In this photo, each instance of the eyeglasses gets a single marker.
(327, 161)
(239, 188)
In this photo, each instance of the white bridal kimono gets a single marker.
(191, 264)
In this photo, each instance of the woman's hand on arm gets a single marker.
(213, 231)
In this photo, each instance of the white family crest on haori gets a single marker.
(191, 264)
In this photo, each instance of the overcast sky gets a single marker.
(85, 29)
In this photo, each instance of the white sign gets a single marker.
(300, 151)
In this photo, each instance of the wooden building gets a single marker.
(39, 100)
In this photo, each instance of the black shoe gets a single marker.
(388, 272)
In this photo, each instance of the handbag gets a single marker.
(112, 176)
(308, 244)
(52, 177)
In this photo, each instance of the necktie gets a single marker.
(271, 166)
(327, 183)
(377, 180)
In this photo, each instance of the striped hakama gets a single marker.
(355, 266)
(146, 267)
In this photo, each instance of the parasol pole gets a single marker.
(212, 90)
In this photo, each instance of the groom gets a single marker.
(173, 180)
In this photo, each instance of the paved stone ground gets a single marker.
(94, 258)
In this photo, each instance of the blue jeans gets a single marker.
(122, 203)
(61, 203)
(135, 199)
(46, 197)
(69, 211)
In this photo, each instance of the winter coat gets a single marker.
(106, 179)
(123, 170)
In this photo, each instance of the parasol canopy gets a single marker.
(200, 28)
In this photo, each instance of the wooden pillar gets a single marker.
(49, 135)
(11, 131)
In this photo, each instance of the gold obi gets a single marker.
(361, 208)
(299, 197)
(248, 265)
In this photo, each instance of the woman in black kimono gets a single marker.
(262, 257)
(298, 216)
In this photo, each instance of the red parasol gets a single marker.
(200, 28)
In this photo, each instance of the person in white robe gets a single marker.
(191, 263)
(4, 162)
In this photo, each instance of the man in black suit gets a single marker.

..........

■ What you need to do
Starting at the first line and ending at the last, retype the entries above.

■ Result of the task
In this photo, each instance of the eyeglasses gets a single marker.
(327, 161)
(239, 188)
In this photo, each instance of the white bridal kimono gets a single marker.
(191, 264)
In this photo, each instance of the woman's hand on arm gets a single marker.
(213, 231)
In this photo, each instance of the white family crest on haori gets a single marker.
(191, 264)
In this photo, each instance of the overcast sky gets a single marker.
(85, 29)
In this photo, each instance of the white sign gets a single marker.
(300, 151)
In this photo, each instance of the wooden building gets a single marker.
(39, 100)
In this photo, each instance of the black shoe gets a single marker.
(388, 272)
In this photo, each instance of the handbag gets a single marker.
(112, 176)
(308, 244)
(52, 177)
In this photo, each instance of the necktie gets a single marker.
(271, 166)
(327, 183)
(377, 180)
In this photo, each instance of the striped hakama gets a single marker.
(355, 266)
(146, 267)
In this photo, each instance of the parasol pole gets a single marker.
(212, 90)
In this photo, each instance of the groom gets a single marker.
(173, 180)
In this photo, each instance of the paved stone ground gets a single marker.
(94, 258)
In this photo, each instance of the blue jeans gets a single marker.
(122, 203)
(61, 203)
(135, 199)
(46, 197)
(69, 211)
In this photo, each instance of the winter coat gets a single marker.
(106, 179)
(123, 170)
In this photo, each instance of the parasol canopy gets a single marker.
(200, 28)
In this photo, each instance of the wooden pillar gets a single marker.
(49, 135)
(11, 131)
In this photo, each instance of the gold obi gets a single marker.
(361, 208)
(299, 197)
(248, 265)
In this photo, each instance of the woman in black kimono gets a single marker.
(262, 257)
(298, 216)
In this photo, each instance of the red parasol gets a single marker.
(200, 28)
In this photo, each instance of the person in white robe gets a single marker.
(191, 263)
(4, 162)
In this photo, each instance of the man in black suit gets a single marker.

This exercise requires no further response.